LESETEXT -

====

Die Misswirtschaft – Herr Lindner hat es gesagt – zieht sich nach wie vor durch das Beteiligungsportfolio des Landes Berlin. Bielka ist gefallen, durch Zwischenrufe ist Strieder gefallen, und ich erwähne noch die Spendenessen von Herrn Wowereit selbst im Wahlkampf, wo Vorstandsmitglieder von Landesbeteiligungen Wahlkampfspenden für die SPD getätigt haben. Das ist genau die Form von Misswirtschaft und Verfilzung, die Sie der CDU zu Recht vorgeworfen haben, die bei Ihnen allerdings nach wie vor offensichtlich an der Tagesordnung sind. Erst wenn diese Altlasten und erst wenn Ihre Verantwortung hierzu von Ihnen bekannt wird, kann man das Kapitel Bankgesellschaft endgültig schließen, unabhängig von den Altlasten und den finanziellen Lasten, die wir noch in den nächsten Jahren schultern müssen.

[Beifall bei der FDP]

Einen Satz noch zu Herrn Wowereit, der sich beschwerte, niemand würde die Erfolge des Senats bei der Haushaltskonsolidierung anerkennen: Vor etwas mehr als einem halben Jahr verkündeten Sie in Karlsruhe: Wir können nicht anders, wir sind in einer extremen Haushaltsnotlage, wir brauchen eine Entschuldung von 30 Milliarden €.

[Zuruf von Carl Wechselberg (Linksfraktion)]

Sechs Monate später sieht das schon ganz anders aus.

====

BEREITGESTELLTES MATERIAL -
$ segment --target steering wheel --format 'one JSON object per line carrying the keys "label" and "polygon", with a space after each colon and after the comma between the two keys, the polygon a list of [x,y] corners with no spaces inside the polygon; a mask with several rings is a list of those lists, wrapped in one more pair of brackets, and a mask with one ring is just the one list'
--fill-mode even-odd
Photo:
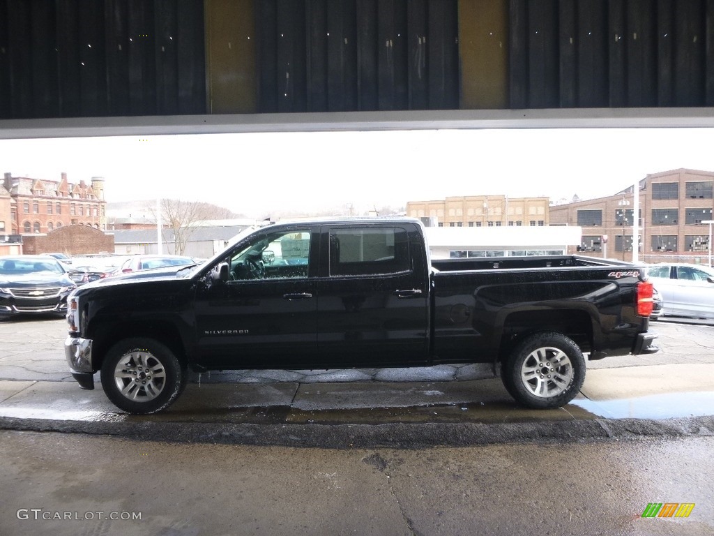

====

AUFGABE A - Wie hoch war laut dem Lesetext die Entschuldung, die in Karlsruhe als notwendig verkündet wurde?
AUFGABE B - Zitieren Sie aus dem Lesetext wörtlich die Stelle, die mit „[Beifall bei der“ beginnt und bis „ganz anders aus.“ reicht.
AUFGABE C - Fassen Sie den Absatz des Lesetextes, der mit „Die Misswirtschaft – Herr Lindner hat es gesagt“ beginnt, als knappe Liste zusammen und behalten Sie dabei seine wesentlichen Aussagen bei.

SCHRIFTLICHE ANTWORT A - 30 Milliarden €.

SCHRIFTLICHE ANTWORT B -
[Beifall bei der FDP]

Einen Satz noch zu Herrn Wowereit, der sich beschwerte, niemand würde die Erfolge des Senats bei der Haushaltskonsolidierung anerkennen: Vor etwas mehr als einem halben Jahr verkündeten Sie in Karlsruhe: Wir können nicht anders, wir sind in einer extremen Haushaltsnotlage, wir brauchen eine Entschuldung von 30 Milliarden €.

[Zuruf von Carl Wechselberg (Linksfraktion)]

Sechs Monate später sieht das schon ganz anders aus.

SCHRIFTLICHE ANTWORT C -
- Wie Herr Lindner gesagt hat, zieht sich die Misswirtschaft weiterhin durch das Beteiligungsportfolio des Landes Berlin.
- Bielka und Strieder sind gefallen.
- Bei Spendenessen von Herrn Wowereit im Wahlkampf haben Vorstandsmitglieder von Landesbeteiligungen Wahlkampfspenden für die SPD getätigt.
- Diese Misswirtschaft und Verfilzung wurde der CDU zu Recht vorgeworfen, ist bei den Angesprochenen aber weiterhin an der Tagesordnung.
- Das Kapitel Bankgesellschaft lässt sich erst endgültig schließen, wenn die Altlasten und die eigene Verantwortung dafür eingestanden werden. Das gilt unabhängig von den finanziellen Lasten der nächsten Jahre.